%%
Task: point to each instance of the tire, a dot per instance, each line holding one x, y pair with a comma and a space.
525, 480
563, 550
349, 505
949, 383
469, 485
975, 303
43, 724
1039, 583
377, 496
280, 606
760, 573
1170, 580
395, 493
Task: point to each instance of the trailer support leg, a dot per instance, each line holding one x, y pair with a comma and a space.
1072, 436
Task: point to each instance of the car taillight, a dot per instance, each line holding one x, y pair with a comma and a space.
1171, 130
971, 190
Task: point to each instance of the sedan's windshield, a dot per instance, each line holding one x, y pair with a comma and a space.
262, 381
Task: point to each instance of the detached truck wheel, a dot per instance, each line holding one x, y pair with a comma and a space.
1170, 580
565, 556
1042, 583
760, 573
%%
● **Instructions to follow**
Please print every one of the items above again, word for word and line for line.

● **Result for this task**
Task: point to each instance of the tire, a dot per instance, each line holding one x, y pair with a comma and a space.
525, 480
563, 550
349, 505
949, 383
469, 485
975, 303
43, 724
1039, 583
377, 496
280, 606
760, 573
1170, 580
395, 493
Task: point to each instance of the trailer support leg, a dot per instance, each line holding one x, y pair with a comma and a space.
1072, 436
Task: point to each instance of the car taillight, a dot per instance, each line holding one x, y pair with a comma and a space.
1171, 130
971, 190
Task: point to each instance of the sedan's windshield, a dot per instance, each line holding one x, y pair with a comma and a space.
262, 381
Task: point to each instance of the detached truck wheel, a dot per instance, each line holding one x, y pair with a comma and a space.
1170, 580
565, 556
1042, 583
760, 573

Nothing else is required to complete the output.